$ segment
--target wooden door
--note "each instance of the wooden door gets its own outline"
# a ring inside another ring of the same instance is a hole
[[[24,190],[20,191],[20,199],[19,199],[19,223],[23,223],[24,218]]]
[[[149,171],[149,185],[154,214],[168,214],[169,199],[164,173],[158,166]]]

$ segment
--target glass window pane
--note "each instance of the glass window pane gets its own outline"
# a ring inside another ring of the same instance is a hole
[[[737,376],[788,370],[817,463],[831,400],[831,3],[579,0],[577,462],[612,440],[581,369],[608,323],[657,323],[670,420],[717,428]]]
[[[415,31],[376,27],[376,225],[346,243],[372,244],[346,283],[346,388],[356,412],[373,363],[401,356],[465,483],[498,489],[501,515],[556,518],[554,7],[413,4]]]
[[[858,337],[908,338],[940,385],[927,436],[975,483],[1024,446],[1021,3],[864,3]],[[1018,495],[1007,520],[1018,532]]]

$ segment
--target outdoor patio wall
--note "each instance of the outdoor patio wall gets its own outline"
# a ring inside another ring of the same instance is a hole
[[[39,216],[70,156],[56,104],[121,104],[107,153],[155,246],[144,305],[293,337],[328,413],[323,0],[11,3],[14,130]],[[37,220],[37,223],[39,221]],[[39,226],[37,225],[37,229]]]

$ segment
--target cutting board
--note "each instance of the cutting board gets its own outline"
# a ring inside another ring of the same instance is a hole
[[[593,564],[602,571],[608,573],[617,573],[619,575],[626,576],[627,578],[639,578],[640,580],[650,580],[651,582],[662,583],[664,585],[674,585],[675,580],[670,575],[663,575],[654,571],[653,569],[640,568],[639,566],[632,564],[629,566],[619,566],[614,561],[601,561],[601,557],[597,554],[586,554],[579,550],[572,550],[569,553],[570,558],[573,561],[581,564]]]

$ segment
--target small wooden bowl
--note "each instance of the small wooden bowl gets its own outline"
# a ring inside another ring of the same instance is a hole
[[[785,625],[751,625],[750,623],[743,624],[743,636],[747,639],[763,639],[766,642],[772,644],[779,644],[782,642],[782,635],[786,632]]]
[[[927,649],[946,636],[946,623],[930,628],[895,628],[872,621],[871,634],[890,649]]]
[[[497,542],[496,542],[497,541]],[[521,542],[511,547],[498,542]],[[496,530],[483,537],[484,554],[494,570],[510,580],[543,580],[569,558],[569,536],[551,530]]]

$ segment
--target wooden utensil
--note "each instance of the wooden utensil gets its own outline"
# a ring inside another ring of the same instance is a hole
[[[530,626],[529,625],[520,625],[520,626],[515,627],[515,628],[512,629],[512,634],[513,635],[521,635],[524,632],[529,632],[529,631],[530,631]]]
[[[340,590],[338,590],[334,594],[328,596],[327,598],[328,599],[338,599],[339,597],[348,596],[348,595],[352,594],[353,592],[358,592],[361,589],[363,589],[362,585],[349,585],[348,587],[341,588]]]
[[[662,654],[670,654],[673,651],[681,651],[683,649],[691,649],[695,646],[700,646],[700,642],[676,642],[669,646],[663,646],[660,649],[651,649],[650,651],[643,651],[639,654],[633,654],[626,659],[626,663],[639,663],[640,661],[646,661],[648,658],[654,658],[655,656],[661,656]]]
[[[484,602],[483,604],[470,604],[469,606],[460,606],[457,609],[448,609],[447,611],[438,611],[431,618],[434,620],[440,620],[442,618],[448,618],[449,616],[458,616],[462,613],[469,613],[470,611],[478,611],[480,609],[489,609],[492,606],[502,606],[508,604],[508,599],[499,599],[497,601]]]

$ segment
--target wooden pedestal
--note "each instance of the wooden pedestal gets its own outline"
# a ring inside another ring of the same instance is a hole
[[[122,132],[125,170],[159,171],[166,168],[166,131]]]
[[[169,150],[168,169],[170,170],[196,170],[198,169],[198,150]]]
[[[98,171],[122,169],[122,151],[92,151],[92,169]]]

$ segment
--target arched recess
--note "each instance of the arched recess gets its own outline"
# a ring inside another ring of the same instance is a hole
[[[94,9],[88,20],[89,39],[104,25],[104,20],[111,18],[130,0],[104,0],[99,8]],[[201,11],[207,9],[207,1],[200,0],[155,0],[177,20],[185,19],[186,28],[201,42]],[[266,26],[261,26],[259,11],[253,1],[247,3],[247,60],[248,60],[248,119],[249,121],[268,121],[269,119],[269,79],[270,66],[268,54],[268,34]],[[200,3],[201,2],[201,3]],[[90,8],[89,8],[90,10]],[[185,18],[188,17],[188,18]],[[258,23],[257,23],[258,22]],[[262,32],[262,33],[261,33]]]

** EXERCISE REQUIREMENTS **
Repeat all the entries above without altering anything.

** WRITTEN REPLY **
$ segment
--target wooden door
--note "each instance of the wooden door gets its own outline"
# a ring inside another ring of the same instance is a hole
[[[24,190],[20,191],[20,199],[19,199],[19,223],[23,223],[24,218]]]
[[[149,171],[149,185],[154,214],[168,214],[169,199],[164,173],[158,166]]]

$ segment
--target glass window pane
--note "each instance of the glass window pane gets its own outline"
# a ring inside another ring of the same instance is a hole
[[[737,376],[788,370],[817,463],[831,400],[831,3],[579,0],[577,462],[612,440],[581,369],[608,323],[657,323],[670,420],[717,428]]]
[[[415,31],[376,27],[376,225],[346,243],[372,244],[346,283],[346,388],[356,412],[373,363],[401,356],[465,483],[498,489],[501,515],[556,518],[554,7],[413,4]]]
[[[858,337],[908,338],[940,385],[927,436],[975,483],[1024,446],[1021,3],[864,3]],[[1018,495],[1007,520],[1018,532]]]

$ segment
--target outdoor patio wall
--note "each instance of the outdoor patio wall gets its own outline"
# a ring inside another ring of the same instance is a hole
[[[39,216],[70,156],[56,104],[121,104],[107,153],[155,246],[144,305],[293,337],[328,413],[323,0],[11,3],[14,130]],[[37,220],[37,223],[39,221]],[[39,226],[37,225],[37,229]]]

$ segment
--target cutting board
--note "each instance of the cutting board gets its own outline"
# a ring inside another ring of the same instance is a hole
[[[593,564],[602,571],[608,573],[617,573],[619,575],[626,576],[627,578],[639,578],[640,580],[650,580],[651,582],[662,583],[664,585],[674,585],[675,580],[670,575],[663,575],[654,571],[653,569],[640,568],[639,566],[632,564],[629,566],[619,566],[614,561],[601,561],[601,557],[597,554],[586,554],[579,550],[572,550],[569,553],[570,558],[573,561],[581,564]]]

$ segment
--target small wooden bowl
--note "each instance of the small wooden bowl gets its own outline"
# a ring inside another ring of the same instance is a hole
[[[785,625],[751,625],[750,623],[743,624],[743,636],[747,639],[763,639],[766,642],[772,644],[779,644],[782,642],[782,635],[786,632]]]
[[[927,649],[946,636],[946,623],[930,628],[895,628],[872,621],[871,634],[890,649]]]
[[[497,542],[496,542],[497,541]],[[521,542],[511,547],[498,542]],[[496,530],[483,537],[484,554],[494,570],[510,580],[543,580],[569,558],[569,536],[551,530]]]

$ segment
--target wooden utensil
--note "each instance of the wooden utensil gets its own outline"
# a ring inside another ring of the same instance is a hole
[[[530,626],[529,625],[520,625],[520,626],[515,627],[515,628],[512,629],[512,634],[513,635],[521,635],[524,632],[529,632],[529,631],[530,631]]]
[[[340,590],[338,590],[334,594],[328,596],[327,598],[328,599],[338,599],[339,597],[348,596],[348,595],[352,594],[353,592],[358,592],[361,589],[363,589],[362,585],[349,585],[348,587],[341,588]]]
[[[662,654],[670,654],[673,651],[681,651],[683,649],[691,649],[695,646],[700,646],[700,642],[676,642],[669,646],[663,646],[660,649],[651,649],[650,651],[643,651],[639,654],[633,654],[626,659],[626,663],[639,663],[640,661],[646,661],[648,658],[654,658],[655,656],[661,656]]]
[[[484,602],[483,604],[470,604],[469,606],[460,606],[457,609],[448,609],[447,611],[438,611],[431,618],[434,620],[440,620],[442,618],[448,618],[449,616],[458,616],[462,613],[469,613],[470,611],[478,611],[480,609],[489,609],[492,606],[502,606],[508,604],[508,599],[499,599],[497,601]]]

$ segment
--target wooden pedestal
--note "each instance of the wooden pedestal gets its own outline"
# a ring inside another ring of the same instance is a hole
[[[122,132],[125,170],[159,171],[166,168],[166,131]]]
[[[169,150],[168,169],[170,170],[196,170],[198,169],[198,150]]]
[[[98,171],[122,169],[122,151],[92,151],[92,169]]]

$ segment
--target arched recess
--note "each instance of the arched recess gets its own outline"
# a ring inside another ring of the same instance is a hole
[[[94,9],[88,20],[89,39],[104,25],[104,20],[111,18],[130,0],[104,0],[99,8]],[[201,11],[207,9],[207,1],[200,0],[155,0],[177,20],[185,19],[186,28],[201,42]],[[266,26],[261,26],[259,11],[253,1],[247,3],[247,60],[248,60],[248,119],[249,121],[268,121],[269,119],[269,79],[270,66],[268,54],[268,34]],[[200,3],[201,2],[201,3]],[[90,8],[89,8],[90,10]],[[185,18],[188,17],[188,18]],[[258,23],[257,23],[258,22]],[[262,32],[262,33],[261,33]]]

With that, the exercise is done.